* TASK TO COMPLETE
Starting at the beginning of the records and ending with the line that contains "289L803 274L772 275L767", output each line as a numbered list with both ends included and blank lines omitted. Exclude the pictures from your answer.

Saved data entries:
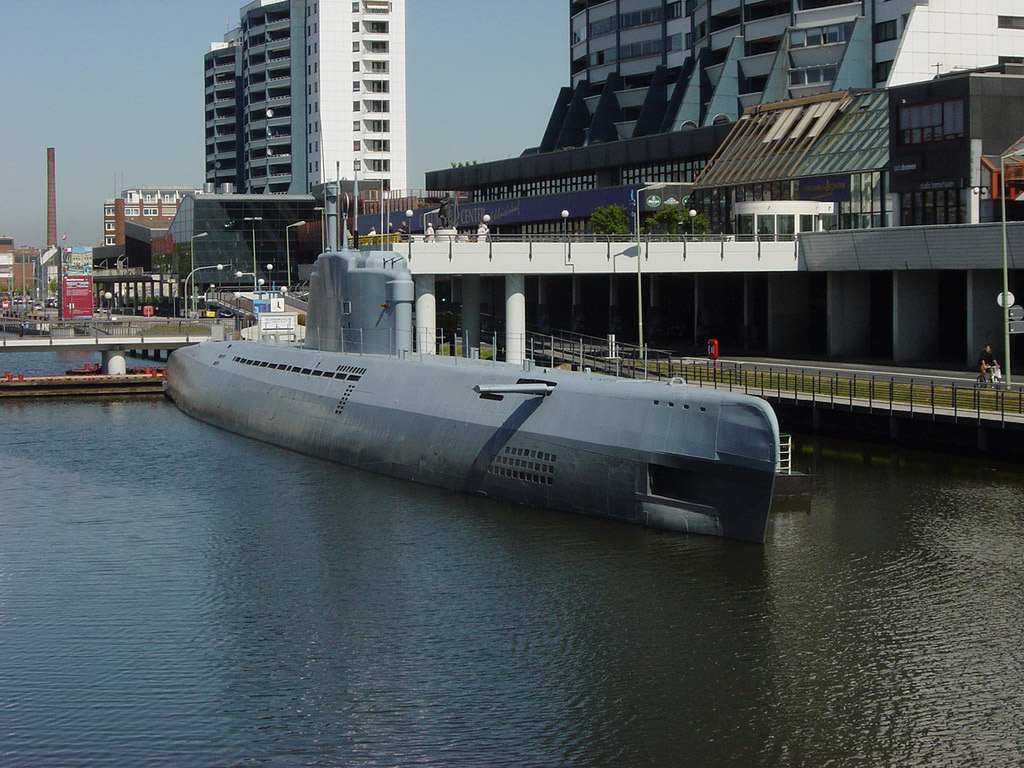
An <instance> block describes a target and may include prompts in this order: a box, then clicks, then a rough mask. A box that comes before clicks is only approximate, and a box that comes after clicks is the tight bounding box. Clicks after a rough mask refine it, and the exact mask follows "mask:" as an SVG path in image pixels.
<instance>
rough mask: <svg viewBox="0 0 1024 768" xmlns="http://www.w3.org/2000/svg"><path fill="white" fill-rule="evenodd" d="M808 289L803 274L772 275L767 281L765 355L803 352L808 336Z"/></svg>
mask: <svg viewBox="0 0 1024 768" xmlns="http://www.w3.org/2000/svg"><path fill="white" fill-rule="evenodd" d="M809 323H810V287H809V285H808V280H807V273H806V272H805V273H796V272H785V273H773V274H770V275H769V278H768V351H770V352H773V353H781V354H792V353H802V352H806V351H807V347H808V346H809V340H810V336H809V334H808V325H809Z"/></svg>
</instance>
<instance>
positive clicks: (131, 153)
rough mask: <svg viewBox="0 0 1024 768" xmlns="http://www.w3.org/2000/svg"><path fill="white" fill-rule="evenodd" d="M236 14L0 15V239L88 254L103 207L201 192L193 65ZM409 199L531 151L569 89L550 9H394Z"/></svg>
mask: <svg viewBox="0 0 1024 768" xmlns="http://www.w3.org/2000/svg"><path fill="white" fill-rule="evenodd" d="M243 4H244V3H243V2H242V0H163V2H155V1H154V0H31V1H30V2H26V0H0V236H8V237H12V238H14V241H15V245H16V246H42V245H44V241H45V239H46V147H47V146H53V147H55V148H56V162H57V172H56V175H57V231H58V233H62V232H67V234H68V241H67V242H68V245H100V244H101V242H102V204H103V201H104V200H108V199H111V198H113V197H115V195H116V194H118V193H119V191H120V190H121V189H125V188H130V187H132V186H142V185H159V184H167V185H182V186H190V185H195V186H197V187H202V185H203V181H204V180H205V179H204V156H203V152H204V148H203V147H204V123H203V120H204V111H203V97H204V83H203V54H204V53H205V52H206V51H207V50H208V49H209V45H210V42H212V41H214V40H220V39H221V38H222V37H223V34H224V32H225V31H226V30H227V29H228V28H229V26H230V27H234V26H237V25H238V20H239V8H240V7H241V6H242V5H243ZM406 7H407V11H406V12H407V25H408V29H407V36H408V39H407V45H408V62H407V63H408V70H409V72H408V88H409V161H410V176H409V185H410V186H411V187H412V188H422V187H423V186H424V180H423V174H424V173H425V172H426V171H430V170H438V169H441V168H447V167H449V166H450V164H451V163H454V162H468V161H474V160H475V161H478V162H484V161H487V160H504V159H505V158H510V157H516V156H518V155H519V154H520V153H521V152H522V151H523V150H525V148H526V147H529V146H536V145H537V144H538V143H540V141H541V137H542V135H543V133H544V128H545V126H546V124H547V120H548V117H549V116H550V114H551V109H552V106H553V105H554V103H555V96H556V95H557V93H558V89H559V88H560V87H562V86H563V85H566V84H567V83H568V4H567V3H566V2H564V0H407V3H406Z"/></svg>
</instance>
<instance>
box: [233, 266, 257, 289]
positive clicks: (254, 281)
mask: <svg viewBox="0 0 1024 768" xmlns="http://www.w3.org/2000/svg"><path fill="white" fill-rule="evenodd" d="M247 274H248V275H250V276H251V278H252V279H253V293H256V272H244V271H242V270H241V269H240V270H239V271H237V272H236V273H234V276H236V278H238V279H239V280H241V279H242V278H245V276H246V275H247Z"/></svg>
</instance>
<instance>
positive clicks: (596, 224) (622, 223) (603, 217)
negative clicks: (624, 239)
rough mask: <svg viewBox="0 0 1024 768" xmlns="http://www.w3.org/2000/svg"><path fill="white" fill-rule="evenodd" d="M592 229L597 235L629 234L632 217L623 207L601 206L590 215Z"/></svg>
mask: <svg viewBox="0 0 1024 768" xmlns="http://www.w3.org/2000/svg"><path fill="white" fill-rule="evenodd" d="M590 228H591V230H592V231H593V232H594V233H595V234H629V232H630V217H629V214H628V213H627V212H626V209H625V208H623V207H622V206H601V207H600V208H596V209H594V213H592V214H591V215H590Z"/></svg>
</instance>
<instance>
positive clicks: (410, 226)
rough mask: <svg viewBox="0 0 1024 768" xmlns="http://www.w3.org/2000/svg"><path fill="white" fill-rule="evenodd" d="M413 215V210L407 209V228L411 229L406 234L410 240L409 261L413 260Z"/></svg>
mask: <svg viewBox="0 0 1024 768" xmlns="http://www.w3.org/2000/svg"><path fill="white" fill-rule="evenodd" d="M413 215H414V211H413V209H412V208H407V209H406V226H408V227H409V231H408V232H406V237H407V238H408V239H409V260H410V261H412V260H413Z"/></svg>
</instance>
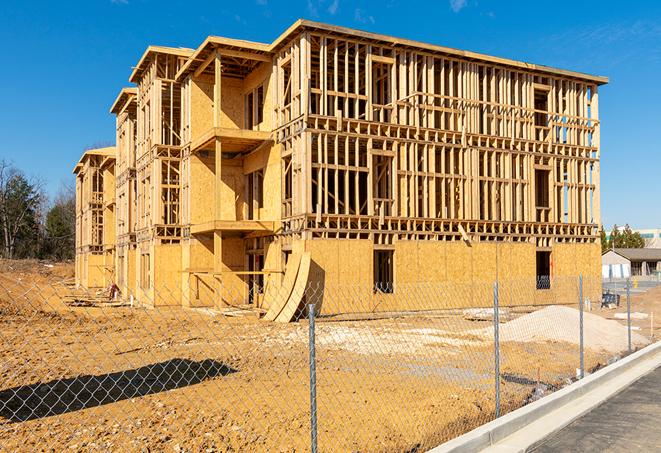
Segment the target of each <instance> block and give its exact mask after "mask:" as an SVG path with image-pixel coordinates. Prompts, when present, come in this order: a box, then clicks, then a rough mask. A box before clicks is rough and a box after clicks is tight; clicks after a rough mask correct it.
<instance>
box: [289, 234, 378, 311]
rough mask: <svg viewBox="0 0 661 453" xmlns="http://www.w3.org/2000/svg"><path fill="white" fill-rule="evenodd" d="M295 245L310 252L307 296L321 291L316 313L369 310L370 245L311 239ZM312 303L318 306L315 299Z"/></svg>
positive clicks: (371, 267)
mask: <svg viewBox="0 0 661 453" xmlns="http://www.w3.org/2000/svg"><path fill="white" fill-rule="evenodd" d="M296 242H305V249H306V250H307V251H309V252H310V257H311V261H312V263H311V269H310V277H309V281H310V286H309V288H310V289H309V292H310V295H311V296H317V295H319V294H321V291H322V290H323V291H324V293H323V294H324V297H323V300H322V301H321V307H317V310H318V312H320V313H322V314H333V313H353V312H365V311H369V310H370V308H371V307H370V306H369V303H370V302H371V297H372V292H371V285H372V274H373V270H372V267H373V262H372V261H373V257H372V249H373V247H374V246H373V243H372V242H371V241H369V240H360V239H352V240H341V239H340V240H334V239H328V240H324V239H314V240H308V241H295V244H296ZM348 263H351V265H348ZM315 303H317V304H318V303H319V302H318V298H315Z"/></svg>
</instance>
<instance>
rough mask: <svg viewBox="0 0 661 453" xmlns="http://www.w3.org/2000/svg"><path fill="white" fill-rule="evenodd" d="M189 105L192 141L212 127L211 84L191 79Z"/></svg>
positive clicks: (212, 90)
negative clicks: (190, 107) (190, 104)
mask: <svg viewBox="0 0 661 453" xmlns="http://www.w3.org/2000/svg"><path fill="white" fill-rule="evenodd" d="M190 103H191V109H190V131H191V132H190V133H191V138H192V139H193V140H194V139H195V138H197V137H198V136H199V135H200V134H203V133H204V132H206V131H208V130H209V129H211V128H212V127H213V84H212V83H206V82H203V81H201V80H197V79H193V81H192V83H191V93H190Z"/></svg>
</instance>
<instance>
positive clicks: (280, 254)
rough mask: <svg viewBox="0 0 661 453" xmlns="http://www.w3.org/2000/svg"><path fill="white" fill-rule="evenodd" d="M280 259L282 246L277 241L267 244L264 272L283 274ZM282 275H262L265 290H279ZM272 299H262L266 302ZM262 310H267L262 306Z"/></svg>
mask: <svg viewBox="0 0 661 453" xmlns="http://www.w3.org/2000/svg"><path fill="white" fill-rule="evenodd" d="M284 268H285V266H284V263H283V259H282V244H281V243H280V242H279V241H273V242H267V243H266V244H265V245H264V270H265V271H282V272H284V270H285V269H284ZM282 277H283V274H282V273H278V272H274V273H270V274H266V275H264V286H265V287H266V288H279V287H280V285H281V284H282ZM269 299H271V300H272V298H268V297H267V298H264V299H263V301H267V302H268V300H269ZM262 308H265V309H268V308H269V307H268V305H264V304H262Z"/></svg>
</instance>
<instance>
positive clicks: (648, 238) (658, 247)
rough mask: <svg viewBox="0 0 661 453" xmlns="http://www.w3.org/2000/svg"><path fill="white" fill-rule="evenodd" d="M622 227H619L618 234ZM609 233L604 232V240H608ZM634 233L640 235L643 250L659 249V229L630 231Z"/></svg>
mask: <svg viewBox="0 0 661 453" xmlns="http://www.w3.org/2000/svg"><path fill="white" fill-rule="evenodd" d="M623 228H624V227H620V232H622V229H623ZM611 231H612V230H610V231H606V239H610V236H611ZM631 231H633V232H634V233H640V236H641V237H642V238H643V239H644V240H645V248H652V249H653V248H657V249H658V248H661V228H647V229H642V230H640V229H638V230H631Z"/></svg>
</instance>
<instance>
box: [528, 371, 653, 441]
mask: <svg viewBox="0 0 661 453" xmlns="http://www.w3.org/2000/svg"><path fill="white" fill-rule="evenodd" d="M660 425H661V367H660V368H657V369H656V370H654V371H652V372H651V373H649V374H647V375H646V376H644V377H642V378H641V379H639V380H638V381H636V382H634V383H633V384H632V385H631V386H629V387H628V388H627V389H625V390H623V391H622V392H620V393H618V394H617V395H616V396H615V397H613V398H611V399H609V400H608V401H606V402H605V403H603V404H601V405H600V406H598V407H597V408H595V409H593V410H592V411H590V412H589V413H588V414H586V415H584V416H583V417H581V418H579V419H578V420H576V421H574V422H573V423H571V424H570V425H568V426H567V427H565V428H564V429H562V430H561V431H559V432H557V433H556V434H554V435H553V436H550V437H549V438H547V439H545V440H544V441H543V443H542V444H541V445H539V446H538V447H537V448H535V449H533V450H532V451H534V452H536V453H551V452H569V451H584V452H588V451H594V452H599V453H604V452H632V451H644V452H652V451H661V427H660Z"/></svg>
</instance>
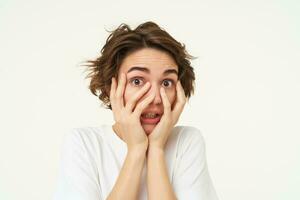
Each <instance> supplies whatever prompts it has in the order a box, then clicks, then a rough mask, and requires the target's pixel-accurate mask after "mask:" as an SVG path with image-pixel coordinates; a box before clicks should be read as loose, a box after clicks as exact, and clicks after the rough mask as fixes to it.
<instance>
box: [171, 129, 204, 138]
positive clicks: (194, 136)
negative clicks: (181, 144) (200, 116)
mask: <svg viewBox="0 0 300 200" xmlns="http://www.w3.org/2000/svg"><path fill="white" fill-rule="evenodd" d="M173 131H174V132H173V133H174V135H176V136H177V137H178V139H179V140H180V141H181V142H192V141H195V140H196V141H197V142H200V141H201V142H204V137H203V134H202V131H201V130H200V129H198V128H196V127H193V126H176V127H174V129H173Z"/></svg>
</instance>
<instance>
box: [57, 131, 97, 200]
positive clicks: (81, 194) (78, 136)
mask: <svg viewBox="0 0 300 200" xmlns="http://www.w3.org/2000/svg"><path fill="white" fill-rule="evenodd" d="M101 199H102V196H101V190H100V187H99V181H98V174H97V172H96V170H95V167H94V163H93V161H92V159H91V157H90V156H89V153H88V152H87V148H86V144H85V142H84V139H83V136H82V135H81V134H80V133H79V132H78V131H76V129H72V130H71V131H70V132H69V133H68V134H66V136H65V138H64V142H63V145H62V151H61V161H60V168H59V174H58V182H57V186H56V191H55V194H54V200H101Z"/></svg>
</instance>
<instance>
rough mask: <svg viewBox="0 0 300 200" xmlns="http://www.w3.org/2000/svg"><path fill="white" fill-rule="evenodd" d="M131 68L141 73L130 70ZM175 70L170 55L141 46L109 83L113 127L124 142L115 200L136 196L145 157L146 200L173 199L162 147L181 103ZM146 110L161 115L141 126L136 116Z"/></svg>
mask: <svg viewBox="0 0 300 200" xmlns="http://www.w3.org/2000/svg"><path fill="white" fill-rule="evenodd" d="M136 66H139V67H142V69H143V70H141V68H134V70H132V69H133V67H136ZM145 71H146V72H145ZM166 71H168V72H169V73H166ZM171 72H172V73H171ZM173 72H175V73H173ZM177 72H178V66H177V65H176V64H175V61H174V60H173V58H172V57H171V56H169V55H168V54H167V53H165V52H162V51H159V50H155V49H149V48H146V49H142V50H139V51H136V52H134V53H132V54H130V55H128V56H127V57H126V58H125V60H124V61H123V63H122V65H121V67H120V72H119V80H118V82H117V81H116V80H115V78H113V79H112V86H111V91H110V100H111V105H112V111H113V114H114V119H115V121H116V122H115V124H114V125H113V129H114V131H115V132H116V134H117V135H118V136H119V137H120V138H121V139H122V140H123V141H125V142H126V144H127V146H128V155H127V157H126V160H125V163H124V166H123V167H122V169H121V172H120V175H119V177H118V180H117V183H116V185H115V186H114V188H113V190H112V192H111V194H110V196H109V199H118V196H119V195H122V196H124V195H125V196H126V198H127V199H135V198H136V196H137V191H138V187H139V180H140V175H141V171H142V168H143V164H144V159H145V156H147V161H148V162H147V169H148V170H147V188H148V199H150V200H152V199H176V196H175V193H174V191H173V188H172V186H171V183H170V181H169V177H168V173H167V167H166V163H165V157H164V147H165V144H166V142H167V139H168V137H169V135H170V133H171V130H172V128H173V127H174V125H175V124H176V123H177V121H178V119H179V116H180V114H181V112H182V110H183V107H184V105H185V103H186V97H185V94H184V90H183V88H182V86H181V84H180V81H178V80H177V77H178V76H177ZM137 77H138V78H137ZM136 79H138V80H136ZM146 82H148V83H146ZM150 110H151V111H153V110H155V111H157V112H159V113H161V118H160V121H159V122H157V123H156V124H148V123H141V120H140V119H141V114H142V113H143V112H149V111H150ZM145 154H146V155H145ZM132 171H134V172H135V173H133V172H132ZM132 174H134V175H132ZM129 176H130V177H131V178H129ZM129 180H130V181H129ZM129 182H130V183H129ZM129 186H130V187H129Z"/></svg>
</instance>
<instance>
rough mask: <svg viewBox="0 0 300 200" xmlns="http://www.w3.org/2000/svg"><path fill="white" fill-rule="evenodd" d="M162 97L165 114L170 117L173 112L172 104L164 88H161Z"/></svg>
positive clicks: (161, 93) (161, 97)
mask: <svg viewBox="0 0 300 200" xmlns="http://www.w3.org/2000/svg"><path fill="white" fill-rule="evenodd" d="M160 95H161V98H162V102H163V105H164V114H166V115H169V114H170V112H171V104H170V101H169V99H168V97H167V94H166V91H165V89H164V88H163V87H161V88H160Z"/></svg>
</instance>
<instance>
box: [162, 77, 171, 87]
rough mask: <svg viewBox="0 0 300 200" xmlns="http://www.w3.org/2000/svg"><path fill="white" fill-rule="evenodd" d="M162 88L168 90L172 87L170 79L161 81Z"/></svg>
mask: <svg viewBox="0 0 300 200" xmlns="http://www.w3.org/2000/svg"><path fill="white" fill-rule="evenodd" d="M162 84H163V87H166V88H170V87H172V86H173V84H174V81H173V80H170V79H166V80H163V83H162Z"/></svg>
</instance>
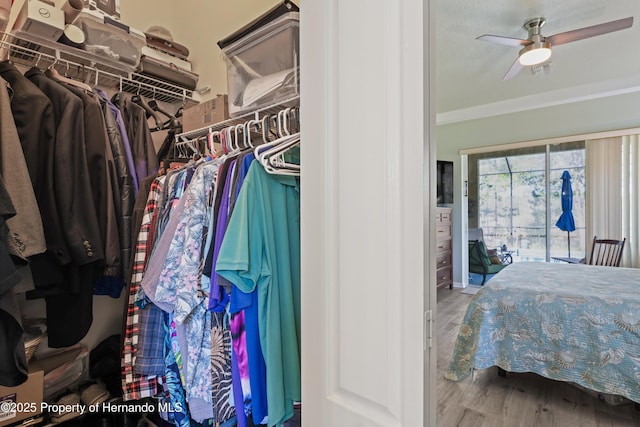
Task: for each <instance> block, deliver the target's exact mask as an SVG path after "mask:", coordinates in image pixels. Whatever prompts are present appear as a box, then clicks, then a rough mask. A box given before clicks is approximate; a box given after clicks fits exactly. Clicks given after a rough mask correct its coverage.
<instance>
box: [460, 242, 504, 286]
mask: <svg viewBox="0 0 640 427" xmlns="http://www.w3.org/2000/svg"><path fill="white" fill-rule="evenodd" d="M506 266H507V265H506V264H494V263H493V262H491V257H490V256H489V254H488V253H487V249H486V247H485V246H484V242H481V241H479V240H469V272H470V273H476V274H482V283H481V284H480V285H481V286H482V285H484V282H486V280H487V275H488V274H496V273H498V272H500V271H501V270H502V269H503V268H505V267H506Z"/></svg>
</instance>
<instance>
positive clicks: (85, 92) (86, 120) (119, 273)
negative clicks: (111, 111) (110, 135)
mask: <svg viewBox="0 0 640 427" xmlns="http://www.w3.org/2000/svg"><path fill="white" fill-rule="evenodd" d="M45 75H46V76H47V77H49V78H51V79H52V80H53V81H55V82H57V83H59V84H61V85H62V86H63V87H64V88H66V89H67V90H69V91H70V92H72V93H73V94H75V95H76V96H78V97H79V98H80V100H81V101H82V105H83V106H84V141H85V148H86V155H87V165H88V166H89V182H90V184H91V193H92V194H93V201H94V205H95V209H96V214H97V218H98V225H99V227H100V237H101V239H102V243H103V245H104V246H103V251H104V267H105V268H104V275H106V276H121V259H120V237H119V235H118V223H117V217H116V210H115V206H114V200H113V191H114V190H113V188H112V183H113V181H114V180H115V179H116V178H115V177H114V176H112V175H113V174H114V173H115V171H114V169H113V167H114V166H113V155H112V153H111V146H110V145H109V143H108V140H107V130H106V125H105V122H104V117H103V115H102V109H101V108H100V102H99V101H98V99H97V98H96V97H95V95H94V94H93V93H91V92H90V93H87V92H85V91H84V90H82V89H81V88H78V87H75V86H71V85H69V84H66V83H64V82H60V81H58V80H56V79H55V77H54V76H53V75H52V74H51V73H49V71H48V70H47V71H46V72H45Z"/></svg>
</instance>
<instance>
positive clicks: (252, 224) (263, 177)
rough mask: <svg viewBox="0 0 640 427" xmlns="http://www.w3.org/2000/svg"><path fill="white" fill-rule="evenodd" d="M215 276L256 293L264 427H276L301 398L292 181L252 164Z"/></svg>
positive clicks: (247, 174)
mask: <svg viewBox="0 0 640 427" xmlns="http://www.w3.org/2000/svg"><path fill="white" fill-rule="evenodd" d="M276 236H278V237H276ZM216 272H217V273H218V274H220V275H222V276H223V277H225V278H226V279H228V280H230V281H231V282H232V283H233V284H234V285H236V286H237V287H238V289H239V290H240V291H242V292H246V293H249V292H253V291H254V290H256V289H257V291H258V317H259V326H260V346H261V348H262V350H263V354H264V359H265V362H266V367H267V370H266V374H267V395H268V401H269V420H268V425H269V426H273V425H278V424H281V423H283V422H284V421H286V420H287V419H289V418H291V417H292V416H293V403H294V402H296V401H300V399H301V390H300V388H301V387H300V193H299V184H298V181H297V180H296V179H295V178H294V177H291V176H276V175H270V174H268V173H267V172H266V171H265V170H264V168H262V166H261V165H260V164H259V163H258V162H253V163H252V164H251V167H250V168H249V172H248V174H247V176H246V178H245V181H244V183H243V185H242V188H241V190H240V193H239V195H238V200H237V201H236V206H235V208H234V211H233V215H232V216H231V221H230V222H229V226H228V227H227V232H226V233H225V236H224V241H223V243H222V247H221V248H220V253H219V255H218V259H217V263H216Z"/></svg>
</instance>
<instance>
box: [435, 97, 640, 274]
mask: <svg viewBox="0 0 640 427" xmlns="http://www.w3.org/2000/svg"><path fill="white" fill-rule="evenodd" d="M639 103H640V94H638V93H630V94H625V95H620V96H610V97H605V98H599V99H594V100H589V101H583V102H575V103H570V104H564V105H558V106H554V107H549V108H539V109H531V110H529V111H524V112H519V113H512V114H505V115H500V116H495V117H489V118H484V119H477V120H469V121H463V122H458V123H452V124H446V125H440V126H437V128H436V140H437V153H438V154H437V157H438V160H451V161H453V162H454V176H455V179H457V180H458V181H457V183H455V185H454V189H455V191H454V206H453V208H454V210H453V216H454V220H453V245H454V246H453V259H454V260H456V259H458V260H459V259H461V257H463V256H465V255H464V254H463V253H462V250H461V246H462V244H463V243H464V242H463V241H462V235H461V233H462V230H461V229H462V224H463V223H466V222H463V218H462V212H463V210H462V203H466V198H463V193H462V188H463V185H462V183H463V179H464V178H463V176H462V169H461V162H460V150H462V149H465V148H473V147H483V146H487V145H497V144H506V143H511V142H519V141H532V140H537V139H545V138H554V137H560V136H569V135H576V134H583V133H591V132H604V131H609V130H617V129H626V128H633V127H638V126H640V116H639V115H638V109H637V106H638V105H639ZM464 212H466V209H465V210H464ZM453 274H454V281H455V282H456V283H461V282H462V268H461V263H460V262H454V273H453Z"/></svg>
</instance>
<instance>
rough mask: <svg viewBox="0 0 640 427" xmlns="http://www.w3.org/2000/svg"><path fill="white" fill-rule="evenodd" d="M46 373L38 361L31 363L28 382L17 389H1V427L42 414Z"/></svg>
mask: <svg viewBox="0 0 640 427" xmlns="http://www.w3.org/2000/svg"><path fill="white" fill-rule="evenodd" d="M43 383H44V371H43V369H42V366H40V363H38V361H37V360H36V359H32V360H31V362H30V363H29V377H28V378H27V381H25V382H24V383H22V384H21V385H19V386H17V387H0V408H1V409H0V427H2V426H6V425H9V424H13V423H16V422H18V421H21V420H24V419H27V418H31V417H33V416H35V415H38V414H40V413H41V412H42V411H41V406H40V405H41V403H42V390H43Z"/></svg>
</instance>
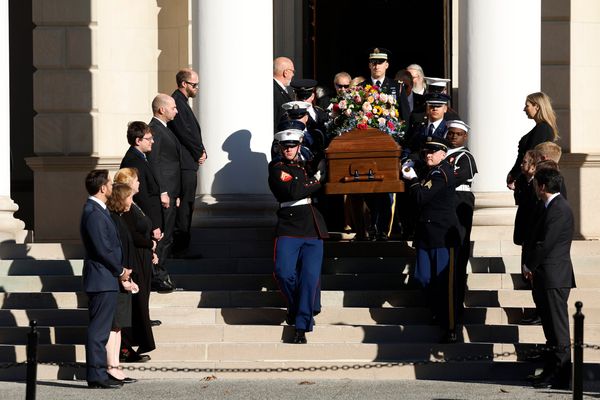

* YOUR SOLUTION
1. An <instance> block describes a target and may include prompts in this order: a box, then clicks, then a rough mask. A box that comes before clicks is only approximate, and a box that comes after clicks is the tight bounding box. Clicks after a rough mask refine it, and the exact mask follows "mask:" as an SVG path in image pixels.
2. <instance>
3. rough mask: <svg viewBox="0 0 1024 768" xmlns="http://www.w3.org/2000/svg"><path fill="white" fill-rule="evenodd" d="M808 289L803 274L772 275L767 281L765 355L803 352L808 336Z"/></svg>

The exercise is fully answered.